RFR: 8266557: assert(SafepointMechanism::local_poll_armed(_handshakee)) failed: Must be [v3]

Tue Jun 1 19:30:26 UTC 2021

On Fri, 28 May 2021 07:45:33 GMT, Robbin Ehn <rehn at openjdk.org> wrote:

>> Please consider this change-set which address the issue on hand.
>> 
>> I identified two problems:
>> 
>> - is_locked() uses the _owner field which is unordered (no storestore|storeload) on store-side.
>> Fixed by leaving the handshakee being processed in queue until completed.
>> And remove looping, since if ever the queue is empty the handshakee may processed.
>> If ever want to loop again, we must make sure queue is not empty before removing the processed handshake.
>> But there is, at this moment, no performance benefit to that, so I chosse the simple, easy to reason about version. (some crazy stress test can see a difference)
>> 
>> Note that I'll do a follow-up and make is_locked() ifdef ASSERT only.
>> 
>> - have_non_self_executable_operation() only provide correct acquire if first in queue matched, if second item matched it could be re-orderd with reading the poll state.

[Stored data]:
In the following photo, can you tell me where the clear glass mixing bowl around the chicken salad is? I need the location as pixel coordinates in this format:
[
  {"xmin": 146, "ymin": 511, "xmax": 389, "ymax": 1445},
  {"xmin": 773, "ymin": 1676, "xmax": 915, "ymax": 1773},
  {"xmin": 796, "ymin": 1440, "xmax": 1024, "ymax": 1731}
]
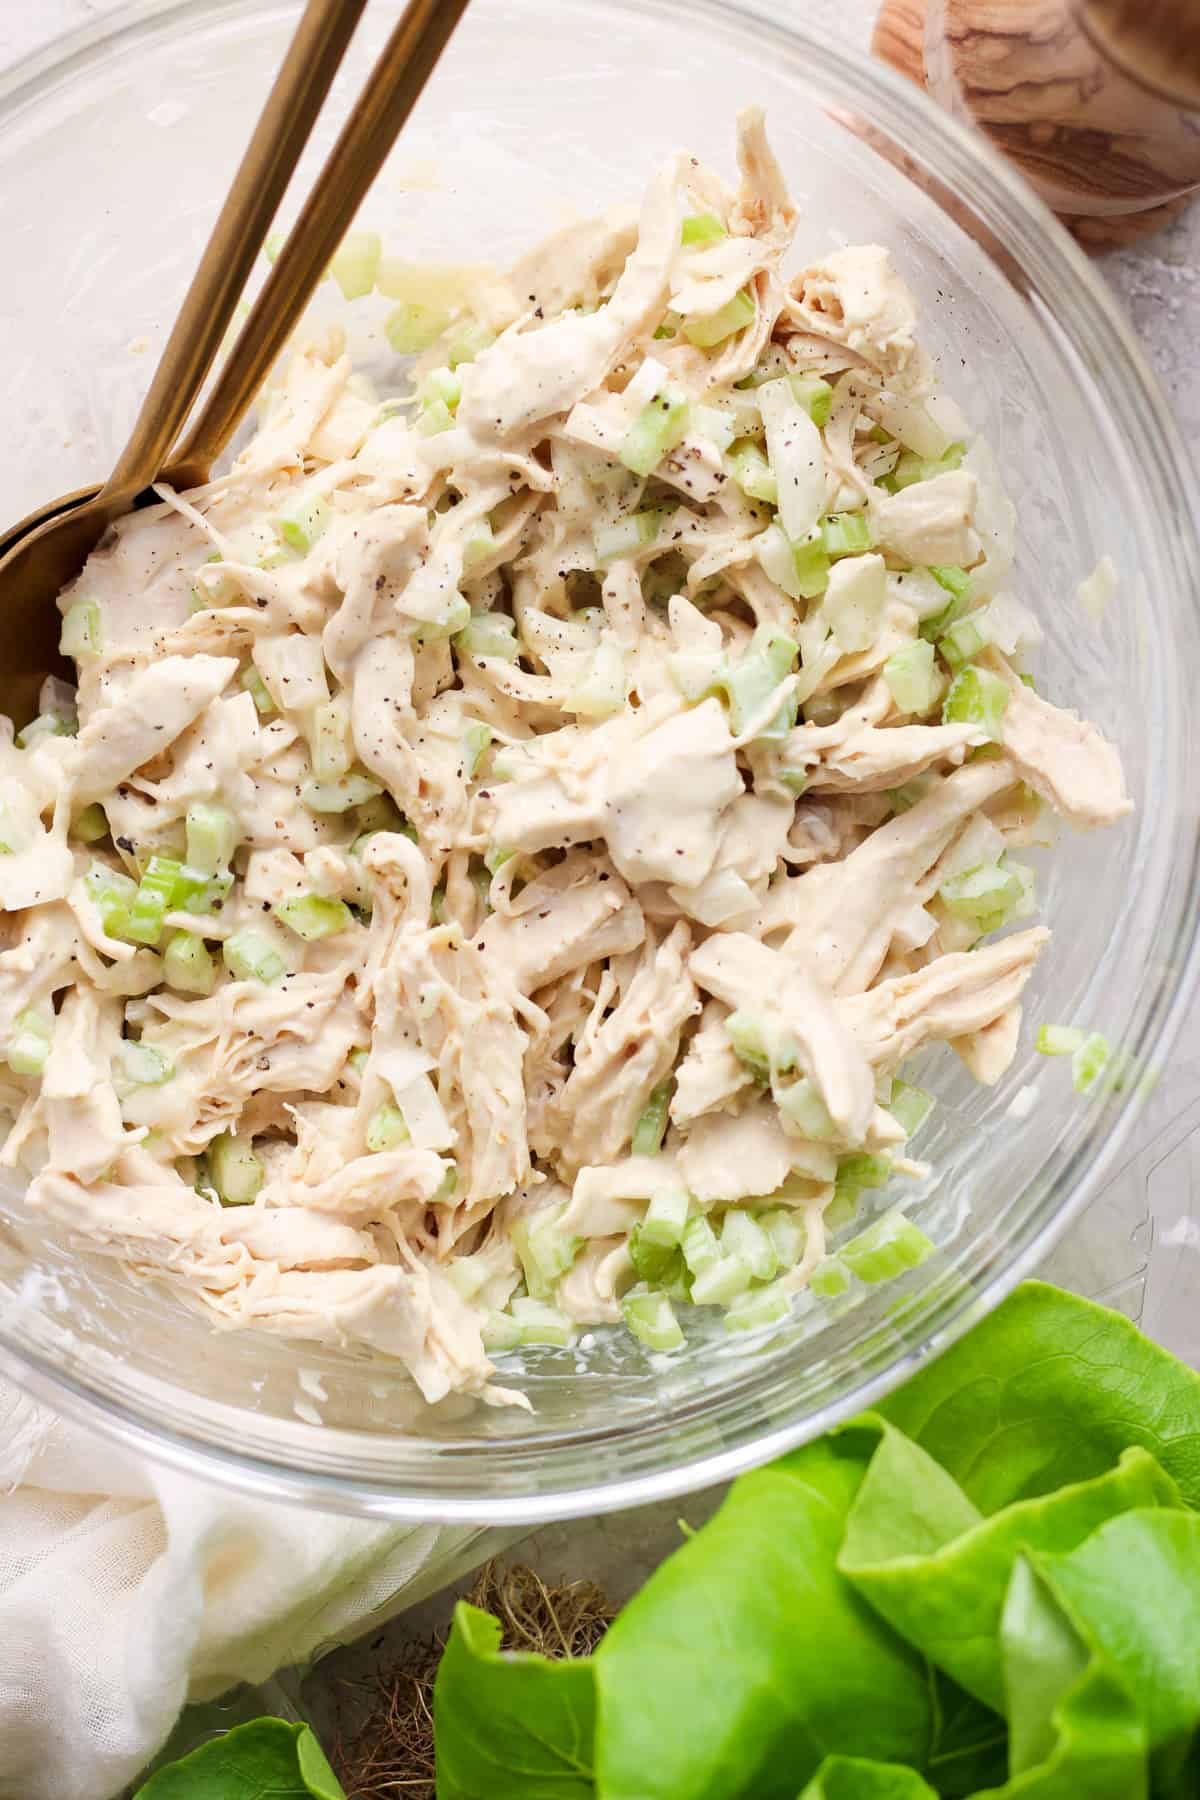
[{"xmin": 0, "ymin": 0, "xmax": 1200, "ymax": 1525}]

[Directions]:
- 1) In the handshake code review, which field does is_locked() rely on?
- 2) Continue the handshake code review from where it stops.

[Replies]:
- 1) The _owner field, which is unordered on the store side.

- 2)
>> Fixed by adding a loadload.
>> 
>> I could at first reproduce by checking _active_handshaker in update_poll (~1/50) and an increase in the test time by ten.
>> (real reprod ~1/400 with increased test time)
>> If we are updating the poll there should not be an active handshaker.
>> The above fixed the issue.
>> But after a rebase when I was trying to pin point the issue I could no longer reproduce even without any changes.
>> 
>> Added Atomic store/load to _active_handshaker since it may be concurrently loaded (it may only be used to ask if current thread is active handshaker).
>> 
>> Passes stressing relevant test on aarch64 and t1-7.
>> 
>> Thanks, Robbin
>
> Robbin Ehn has updated the pull request with a new target base due to a merge or a rebase. The incremental webrev excludes the unrelated changes brought in by the merge/rebase. The pull request contains four additional commits since the last revision:
> 
>  - Merge branch 'master' into handshakee
>  - Small update
>  - Merge branch 'master' into handshakee
>  - Fix

Hi Robbin,

I think your patch looks good and fixes the issue with is_locked().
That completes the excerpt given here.